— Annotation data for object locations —
# # # # # # #
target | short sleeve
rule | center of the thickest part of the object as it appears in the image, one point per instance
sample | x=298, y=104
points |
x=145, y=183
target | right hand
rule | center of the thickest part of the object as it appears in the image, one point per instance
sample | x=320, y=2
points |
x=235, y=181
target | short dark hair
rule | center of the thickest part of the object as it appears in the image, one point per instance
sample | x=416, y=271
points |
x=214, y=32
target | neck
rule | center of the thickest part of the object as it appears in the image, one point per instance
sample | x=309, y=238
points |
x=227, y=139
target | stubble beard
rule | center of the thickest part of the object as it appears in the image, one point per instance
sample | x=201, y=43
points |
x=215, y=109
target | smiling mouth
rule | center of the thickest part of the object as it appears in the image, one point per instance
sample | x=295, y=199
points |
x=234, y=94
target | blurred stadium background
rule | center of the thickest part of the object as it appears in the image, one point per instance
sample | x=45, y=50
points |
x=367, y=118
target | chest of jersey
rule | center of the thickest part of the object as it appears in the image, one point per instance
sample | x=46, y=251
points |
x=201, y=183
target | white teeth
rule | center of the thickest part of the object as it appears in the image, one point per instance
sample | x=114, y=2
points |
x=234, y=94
# # # # # # #
— Task prompt —
Rewrite the whole listing, switching every "thickest part" to "widest part" and leaving everything else unchanged.

— Full solution —
target | short sleeve
rule | center of the widest part of the object as it appears in the image, one point per instance
sample | x=298, y=104
points |
x=145, y=183
target | right hand
rule | center of the widest part of the object as it appears in the image, one point per instance
sample | x=320, y=2
points |
x=235, y=181
target | short dark hair
rule | center of the widest part of the object as it appears in the image, one point per instance
sample | x=416, y=271
points |
x=214, y=32
target | neck
rule | center of the widest part of the object as it appears in the image, one point per instance
sample | x=309, y=238
points |
x=227, y=139
target | stubble beard
rule | center of the widest part of the object as it appears in the image, one point per instance
sample | x=201, y=43
points |
x=215, y=109
target | smiling mouth
rule | center of the widest part of the object as it appears in the image, one point per instance
sample | x=295, y=199
points |
x=234, y=94
target | blurred stadium background
rule | center of the widest part of the object as it appears in the image, one point per instance
sample | x=45, y=50
points |
x=367, y=118
target | chest of jersey
rule | center of the widest part of the object as it appears in the image, one point per instance
sample | x=46, y=251
points |
x=201, y=183
target | white teeth
rule | center of the widest part of the object as it appears in the image, one point per instance
sample | x=114, y=2
points |
x=234, y=94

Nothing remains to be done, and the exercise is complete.